[EXERCISE DATA Boundary: Start]
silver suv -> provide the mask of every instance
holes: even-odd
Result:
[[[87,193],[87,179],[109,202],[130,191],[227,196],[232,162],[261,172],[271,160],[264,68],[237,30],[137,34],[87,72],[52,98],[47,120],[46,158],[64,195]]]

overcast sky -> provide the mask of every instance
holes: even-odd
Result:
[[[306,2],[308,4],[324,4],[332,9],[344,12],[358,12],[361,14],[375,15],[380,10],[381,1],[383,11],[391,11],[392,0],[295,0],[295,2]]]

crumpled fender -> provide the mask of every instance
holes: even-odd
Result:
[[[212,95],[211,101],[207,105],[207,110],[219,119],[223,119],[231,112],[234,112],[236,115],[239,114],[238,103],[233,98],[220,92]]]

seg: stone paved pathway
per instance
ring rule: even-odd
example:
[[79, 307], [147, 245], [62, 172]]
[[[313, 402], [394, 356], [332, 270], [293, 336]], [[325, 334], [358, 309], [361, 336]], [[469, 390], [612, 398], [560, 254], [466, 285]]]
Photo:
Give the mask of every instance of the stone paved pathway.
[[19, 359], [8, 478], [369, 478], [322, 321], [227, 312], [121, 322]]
[EXERCISE DATA Boundary: End]
### TASK BRIEF
Would you return each entry exactly as it reads?

### RESPONSE BOX
silver suv -> provide the mask of every instance
holes: even-odd
Result:
[[[87,193],[87,179],[109,202],[130,191],[227,196],[232,162],[261,172],[271,160],[264,68],[237,30],[137,34],[87,72],[52,98],[47,120],[46,158],[64,195]]]

overcast sky -> provide the mask of every instance
holes: even-odd
Result:
[[[306,2],[308,4],[324,4],[332,9],[344,12],[358,12],[361,14],[375,15],[380,10],[381,1],[383,11],[391,11],[392,0],[295,0],[295,2]]]

crumpled fender -> provide the mask of every instance
holes: even-odd
Result:
[[[212,95],[211,101],[207,105],[207,110],[219,119],[223,119],[231,112],[234,112],[236,115],[239,114],[238,103],[233,98],[220,92]]]

seg: stone paved pathway
per instance
ring rule: even-odd
example:
[[79, 307], [147, 245], [62, 172]]
[[[313, 402], [394, 356], [332, 270], [293, 336]], [[325, 334], [358, 309], [361, 336]], [[469, 390], [612, 398], [560, 254], [466, 285]]]
Photo:
Give the mask of every instance of the stone paved pathway.
[[19, 359], [8, 478], [369, 478], [322, 321], [227, 312], [121, 322]]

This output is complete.